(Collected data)

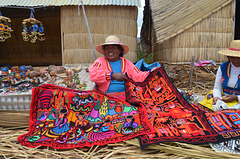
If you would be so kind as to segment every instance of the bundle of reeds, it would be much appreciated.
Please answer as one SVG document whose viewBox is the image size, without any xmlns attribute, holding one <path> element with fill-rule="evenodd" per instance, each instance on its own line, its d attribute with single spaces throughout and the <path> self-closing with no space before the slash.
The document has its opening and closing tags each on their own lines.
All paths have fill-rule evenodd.
<svg viewBox="0 0 240 159">
<path fill-rule="evenodd" d="M 0 110 L 0 127 L 28 127 L 29 111 Z"/>
</svg>

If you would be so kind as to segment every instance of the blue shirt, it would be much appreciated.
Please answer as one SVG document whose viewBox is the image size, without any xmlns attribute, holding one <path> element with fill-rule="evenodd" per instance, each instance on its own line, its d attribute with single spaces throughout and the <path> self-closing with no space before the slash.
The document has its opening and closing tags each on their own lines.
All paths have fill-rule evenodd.
<svg viewBox="0 0 240 159">
<path fill-rule="evenodd" d="M 122 61 L 121 59 L 115 62 L 109 61 L 113 73 L 122 73 L 121 68 L 122 68 Z M 125 92 L 125 82 L 124 81 L 117 81 L 117 80 L 112 80 L 110 82 L 110 85 L 108 87 L 107 93 L 111 92 Z"/>
</svg>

* **WHAT THE TASK REQUIRES**:
Only the records, copied exactly and free of pictures, belong in the answer.

* **ANSWER FOR THE TASK**:
If you would be so kind as to segment every instance of the bundle of reeds, it would be much appreciated.
Please answer as one SVG document whose viewBox is the image size, without any xmlns attribute, holding one <path> element with fill-rule="evenodd" per instance, each instance on its own line, its d attribute with single spaces throughout and the <path> self-closing with no space before the slash.
The document has its opening and closing tags each on their own lines.
All paths have fill-rule evenodd.
<svg viewBox="0 0 240 159">
<path fill-rule="evenodd" d="M 0 110 L 0 127 L 28 127 L 29 111 Z"/>
</svg>

If you would be so kind as to segment every instance of the blue shirt, it would be much appreciated.
Please answer as one SVG document whose viewBox is the image size, without any xmlns attribute, holding one <path> element with fill-rule="evenodd" per instance, each instance on its own line, its d attribute with single spaces throughout and the <path> self-closing with no space before the slash.
The document has its opening and closing tags each on their own lines.
All paths have fill-rule evenodd.
<svg viewBox="0 0 240 159">
<path fill-rule="evenodd" d="M 122 61 L 121 59 L 115 62 L 109 61 L 113 73 L 122 73 L 121 68 L 122 68 Z M 125 92 L 125 82 L 124 81 L 117 81 L 117 80 L 112 80 L 110 82 L 110 85 L 108 87 L 107 93 L 111 92 Z"/>
</svg>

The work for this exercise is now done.